◆ What is required
Your answer should be the records below, written out exactly.

◆ Material for this task
Content starts

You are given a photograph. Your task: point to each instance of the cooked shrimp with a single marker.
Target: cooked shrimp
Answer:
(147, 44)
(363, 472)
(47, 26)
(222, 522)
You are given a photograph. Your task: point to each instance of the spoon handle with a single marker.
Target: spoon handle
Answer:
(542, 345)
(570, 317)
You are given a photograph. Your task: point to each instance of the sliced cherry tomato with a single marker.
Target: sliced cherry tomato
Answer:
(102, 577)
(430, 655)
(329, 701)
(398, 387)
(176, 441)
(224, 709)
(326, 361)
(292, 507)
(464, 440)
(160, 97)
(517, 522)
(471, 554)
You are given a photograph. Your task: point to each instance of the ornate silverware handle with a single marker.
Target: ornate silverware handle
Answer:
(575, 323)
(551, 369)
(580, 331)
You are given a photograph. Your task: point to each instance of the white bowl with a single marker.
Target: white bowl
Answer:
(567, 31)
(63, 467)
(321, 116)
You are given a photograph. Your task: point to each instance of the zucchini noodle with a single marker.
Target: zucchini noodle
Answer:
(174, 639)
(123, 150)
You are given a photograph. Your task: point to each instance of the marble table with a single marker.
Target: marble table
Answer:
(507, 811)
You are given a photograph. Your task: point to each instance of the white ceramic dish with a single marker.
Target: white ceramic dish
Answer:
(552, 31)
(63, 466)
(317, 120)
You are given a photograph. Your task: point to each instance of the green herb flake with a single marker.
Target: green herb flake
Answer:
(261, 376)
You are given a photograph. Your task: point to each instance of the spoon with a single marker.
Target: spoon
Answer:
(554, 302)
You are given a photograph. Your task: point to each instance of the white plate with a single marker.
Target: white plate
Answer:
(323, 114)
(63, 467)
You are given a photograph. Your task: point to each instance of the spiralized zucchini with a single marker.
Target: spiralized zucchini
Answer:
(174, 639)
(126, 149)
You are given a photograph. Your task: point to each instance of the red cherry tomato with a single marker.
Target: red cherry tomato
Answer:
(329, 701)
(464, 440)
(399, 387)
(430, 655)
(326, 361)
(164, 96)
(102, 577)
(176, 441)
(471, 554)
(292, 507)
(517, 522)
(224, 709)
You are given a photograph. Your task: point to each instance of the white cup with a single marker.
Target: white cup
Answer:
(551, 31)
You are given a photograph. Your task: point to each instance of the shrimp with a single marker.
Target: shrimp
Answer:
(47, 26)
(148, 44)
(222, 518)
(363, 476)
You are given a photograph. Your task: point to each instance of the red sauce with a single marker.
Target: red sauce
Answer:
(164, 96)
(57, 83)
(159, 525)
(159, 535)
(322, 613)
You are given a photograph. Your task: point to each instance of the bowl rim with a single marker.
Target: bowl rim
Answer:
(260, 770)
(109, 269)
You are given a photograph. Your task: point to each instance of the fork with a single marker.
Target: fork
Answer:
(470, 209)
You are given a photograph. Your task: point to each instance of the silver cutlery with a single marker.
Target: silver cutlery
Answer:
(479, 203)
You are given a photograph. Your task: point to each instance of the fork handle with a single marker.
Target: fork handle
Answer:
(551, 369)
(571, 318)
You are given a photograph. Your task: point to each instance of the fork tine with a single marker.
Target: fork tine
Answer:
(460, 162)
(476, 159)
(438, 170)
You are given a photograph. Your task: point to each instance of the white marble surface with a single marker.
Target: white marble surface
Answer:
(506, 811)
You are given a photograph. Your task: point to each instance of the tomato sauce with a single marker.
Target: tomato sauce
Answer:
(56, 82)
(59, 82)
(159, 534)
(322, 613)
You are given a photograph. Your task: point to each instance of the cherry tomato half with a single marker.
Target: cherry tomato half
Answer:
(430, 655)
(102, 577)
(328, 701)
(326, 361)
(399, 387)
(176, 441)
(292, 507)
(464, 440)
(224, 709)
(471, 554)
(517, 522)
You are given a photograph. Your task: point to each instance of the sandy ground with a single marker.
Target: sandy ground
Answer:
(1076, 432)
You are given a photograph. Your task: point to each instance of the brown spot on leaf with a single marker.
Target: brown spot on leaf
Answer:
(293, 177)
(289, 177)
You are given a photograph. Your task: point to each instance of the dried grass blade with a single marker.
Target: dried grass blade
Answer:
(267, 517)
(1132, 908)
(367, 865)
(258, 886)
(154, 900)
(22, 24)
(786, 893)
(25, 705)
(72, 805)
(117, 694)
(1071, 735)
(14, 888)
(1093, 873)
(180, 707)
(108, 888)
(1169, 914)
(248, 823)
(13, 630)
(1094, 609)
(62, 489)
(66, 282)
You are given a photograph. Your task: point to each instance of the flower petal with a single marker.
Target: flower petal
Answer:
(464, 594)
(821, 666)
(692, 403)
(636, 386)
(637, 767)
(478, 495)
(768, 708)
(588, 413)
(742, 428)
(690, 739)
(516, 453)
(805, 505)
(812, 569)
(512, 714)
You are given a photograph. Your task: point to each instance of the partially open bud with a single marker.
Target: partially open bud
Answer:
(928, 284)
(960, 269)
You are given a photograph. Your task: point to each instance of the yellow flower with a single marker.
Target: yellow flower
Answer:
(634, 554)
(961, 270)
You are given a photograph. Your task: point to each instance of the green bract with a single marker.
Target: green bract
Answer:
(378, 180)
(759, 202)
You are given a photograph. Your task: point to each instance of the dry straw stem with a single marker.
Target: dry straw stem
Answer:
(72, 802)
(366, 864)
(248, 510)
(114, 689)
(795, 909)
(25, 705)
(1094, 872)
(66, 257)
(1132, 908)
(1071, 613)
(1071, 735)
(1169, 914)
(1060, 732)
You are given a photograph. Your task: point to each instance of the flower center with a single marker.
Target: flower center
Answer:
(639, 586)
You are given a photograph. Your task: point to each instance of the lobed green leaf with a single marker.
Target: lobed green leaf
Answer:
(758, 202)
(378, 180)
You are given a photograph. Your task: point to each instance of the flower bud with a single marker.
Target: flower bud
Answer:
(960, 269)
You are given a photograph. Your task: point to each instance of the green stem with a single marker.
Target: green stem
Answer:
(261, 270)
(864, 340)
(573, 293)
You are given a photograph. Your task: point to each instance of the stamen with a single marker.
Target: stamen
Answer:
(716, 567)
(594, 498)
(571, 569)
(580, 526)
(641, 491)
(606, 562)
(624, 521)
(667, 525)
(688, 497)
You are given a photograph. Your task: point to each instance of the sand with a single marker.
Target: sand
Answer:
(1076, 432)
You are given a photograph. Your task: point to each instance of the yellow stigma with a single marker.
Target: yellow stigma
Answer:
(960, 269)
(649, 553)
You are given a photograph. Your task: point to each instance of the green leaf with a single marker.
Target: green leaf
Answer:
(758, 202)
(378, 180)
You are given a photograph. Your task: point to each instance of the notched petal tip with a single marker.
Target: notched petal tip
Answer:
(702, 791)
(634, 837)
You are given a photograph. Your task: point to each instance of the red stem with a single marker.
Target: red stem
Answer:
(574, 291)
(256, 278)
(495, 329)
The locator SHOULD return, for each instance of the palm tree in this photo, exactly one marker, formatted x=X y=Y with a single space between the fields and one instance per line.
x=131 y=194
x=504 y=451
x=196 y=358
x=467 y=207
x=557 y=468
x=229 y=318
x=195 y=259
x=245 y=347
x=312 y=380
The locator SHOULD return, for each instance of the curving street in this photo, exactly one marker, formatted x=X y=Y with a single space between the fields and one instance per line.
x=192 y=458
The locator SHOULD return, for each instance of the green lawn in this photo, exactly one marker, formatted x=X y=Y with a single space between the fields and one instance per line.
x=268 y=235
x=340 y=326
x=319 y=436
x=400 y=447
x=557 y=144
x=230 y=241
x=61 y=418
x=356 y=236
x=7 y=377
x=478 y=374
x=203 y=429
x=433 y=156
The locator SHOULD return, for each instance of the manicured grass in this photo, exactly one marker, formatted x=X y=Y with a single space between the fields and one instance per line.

Content ends

◆ Output for this exercise
You are given a photograph. Your task: point to each instance of the cooked shrimp with a single marker.
Target: cooked shrimp
Answer:
(147, 44)
(363, 472)
(47, 26)
(222, 522)
You are given a photograph. Your task: point to each instance of the spoon handle with a single marker.
Target: spoon handle
Answer:
(542, 345)
(570, 317)
You are given a photograph. Your task: point to each instance of the sliced cherry tomato with a single marker.
Target: sliced cherry tomato
Answer:
(102, 577)
(430, 655)
(329, 701)
(398, 387)
(176, 441)
(224, 709)
(326, 361)
(292, 507)
(464, 440)
(160, 97)
(517, 522)
(471, 554)
You are given a photograph. Your task: point to each instance of the ornate silverware handle with a single marker.
Target: ornate silverware handle
Answer:
(575, 323)
(551, 369)
(580, 331)
You are given a photograph. Your task: point to each instance of the white bowl with a single marker.
Target: white bowl
Answer:
(567, 31)
(63, 467)
(321, 116)
You are given a photograph. Your task: point to each instance of the zucchini noodle with a single marker.
Target: zucchini noodle
Answer:
(174, 639)
(123, 150)
You are given a photograph. Your task: point to each instance of the marble table with a single marker.
Target: marble table
Answer:
(507, 811)
You are given a photograph. Your task: point to each instance of the white ceramic dish with a single marker.
Target: white ceramic dish
Answer:
(552, 31)
(63, 466)
(317, 120)
You are given a photograph. Your task: point to each instance of the green herb flake with a single marker.
Target: green herb flake
Answer:
(261, 376)
You are given a photograph. Your task: point to each instance of the spoon with a single marker.
Target: spoon
Answer:
(554, 302)
You are given a photograph. Your task: point to each instance of the white plate with a single marker.
Target: white plate
Answer:
(323, 114)
(63, 467)
You are given a photograph. Your task: point to each instance of the spiralized zucchini with a single marker.
Target: spiralized zucchini
Answer:
(174, 639)
(126, 149)
You are given a photograph. Your task: point to each instance of the red cherry tomato with a single marker.
Target: red cherry tomato
Answer:
(329, 701)
(464, 440)
(399, 387)
(430, 655)
(326, 361)
(164, 96)
(102, 577)
(176, 441)
(471, 554)
(292, 507)
(517, 522)
(224, 709)
You are given a photograph. Your task: point to each instance of the white cup with a single marker.
Target: white cup
Answer:
(551, 31)
You are given a photograph. Your task: point to each instance of the shrimp with a single marker.
Target: shrimp
Answer:
(47, 26)
(148, 44)
(222, 518)
(363, 476)
You are given a photograph. Your task: point to each instance of the red sauce with a single marker.
Target: red sauce
Answer:
(164, 96)
(57, 83)
(159, 525)
(159, 535)
(322, 613)
You are given a photograph. Your task: point to each instance of the bowl rim with a single marker.
Target: bowl rim
Answer:
(260, 770)
(109, 269)
You are given a photograph. Your task: point to each instance of the fork with a single marker.
Target: fork
Answer:
(470, 209)
You are given a photograph. Your task: point to each instance of the silver cutlery with a single marker.
Target: silver cutlery
Answer:
(479, 203)
You are given a photograph. Your task: point to each instance of the fork handle with a single marker.
Target: fork handle
Answer:
(551, 369)
(571, 318)
You are given a photograph. Your task: point to each instance of the fork tine with a single marker.
Target: fork tine
Answer:
(460, 162)
(476, 159)
(438, 170)
You are given a photograph. Your task: point to each instance of the white marble surface with a single marker.
Target: white marble surface
Answer:
(506, 811)
You are given a photograph. Your task: point to each instance of the tomato sauce with a single marker.
Target: tomato sauce
Answer:
(56, 82)
(59, 82)
(159, 534)
(322, 613)
You are given a photograph. Your task: point to each instance of the cherry tomato half with a single marker.
Target: cherry tomato half
Answer:
(430, 655)
(102, 577)
(328, 701)
(326, 361)
(399, 387)
(176, 441)
(292, 507)
(464, 440)
(224, 709)
(471, 554)
(517, 522)
You are given a photograph. Your task: point to each instance of the sandy ground with a single marker.
Target: sandy ground
Answer:
(1076, 432)
You are given a photograph. Your task: point to each instance of the brown spot on leaf with a single marker.
Target: brown spot on leaf
Answer:
(293, 177)
(289, 177)
You are given a photograph. Your task: point to each instance of the dried grass blade with a single marker.
Target: dried grass blade
Answer:
(267, 517)
(1132, 908)
(367, 865)
(258, 886)
(154, 900)
(22, 24)
(786, 893)
(25, 705)
(72, 805)
(117, 694)
(1071, 735)
(14, 888)
(1093, 873)
(180, 707)
(108, 888)
(1169, 914)
(248, 823)
(13, 630)
(1094, 609)
(62, 489)
(66, 282)
You are given a photograph. Your task: point to each instance of the flower petal with a single marker.
Target: flower petal
Answer:
(464, 594)
(821, 666)
(692, 403)
(636, 386)
(637, 767)
(478, 495)
(768, 708)
(588, 413)
(742, 428)
(690, 739)
(516, 453)
(805, 505)
(812, 569)
(512, 714)
You are given a photograph. Your task: point to each instance of the partially open bud with a single marker.
Target: partially open bud
Answer:
(928, 284)
(960, 269)
You are given a photograph. Your task: point to each instance of the yellow flower with a single marker.
Target: yellow flower
Answer:
(634, 554)
(961, 270)
You are given a photograph. Your task: point to each instance of the green bract with a single marker.
Target: green bract
Answer:
(378, 180)
(759, 202)
You are given a photograph. Your task: point to each instance of the dry straw stem with a single marker.
Target: dry straw stem
Answer:
(72, 802)
(366, 864)
(248, 510)
(114, 689)
(795, 909)
(25, 705)
(1094, 872)
(66, 257)
(1132, 908)
(1071, 613)
(1071, 735)
(1169, 914)
(1060, 732)
You are given a photograph. Your task: point to each instance of the flower center with a single marker.
Target: flower center
Answer:
(639, 586)
You are given a photograph. Your task: point to each instance of the lobed green leaf with a single marker.
Target: lobed green leaf
Answer:
(758, 202)
(378, 180)
You are given a photograph. Your task: point to each instance of the flower bud with a single marker.
Target: flower bud
Answer:
(960, 269)
You are given a photograph. Your task: point to each instance of the green stem with a single marker.
Target: green stem
Answer:
(261, 270)
(864, 340)
(573, 293)
You are given a photograph. Your task: point to each instance of the stamen with a single marker.
Target: stamen
Answer:
(716, 567)
(594, 498)
(571, 569)
(580, 526)
(641, 491)
(606, 562)
(624, 521)
(667, 525)
(688, 497)
You are given a photograph. Your task: point to each instance of the sand with a single marker.
Target: sand
Answer:
(1076, 432)
You are given a photograph. Your task: point to each instance of the yellow stigma with a single marker.
Target: yellow stigma
Answer:
(960, 269)
(649, 553)
You are given a photograph. Your task: point to each instance of the green leaf with a single marker.
Target: green leaf
Answer:
(758, 202)
(378, 180)
You are given a photograph. Your task: point to each instance of the notched petal tip with a single marker.
Target: notched petal tip
Answer:
(702, 791)
(634, 837)
You are given a photograph. Your task: point to each instance of the red stem with a single marker.
Target: red stem
Answer:
(574, 291)
(256, 278)
(495, 329)
The locator SHOULD return, for each instance of the palm tree in this photo, exactly one marker, formatted x=X y=Y with a single space between the fields and one instance per line.
x=131 y=194
x=504 y=451
x=196 y=358
x=467 y=207
x=557 y=468
x=229 y=318
x=195 y=259
x=245 y=347
x=312 y=380
The locator SHOULD return, for each instance of the curving street in this photo, exactly one marker, formatted x=X y=Y with a single space between the fields and one instance per line.
x=192 y=458
The locator SHOULD return, for each instance of the green lawn in this photo, exactly one marker, formatted x=X y=Y with a single space between the fields and one instance per line.
x=268 y=235
x=340 y=326
x=319 y=436
x=400 y=447
x=557 y=144
x=230 y=241
x=61 y=418
x=356 y=236
x=7 y=377
x=478 y=374
x=203 y=429
x=433 y=156
The locator SHOULD return, for each instance of the manicured grass in this photo, exactly one marker, formatted x=X y=Y with a single space between the fields and one instance per line.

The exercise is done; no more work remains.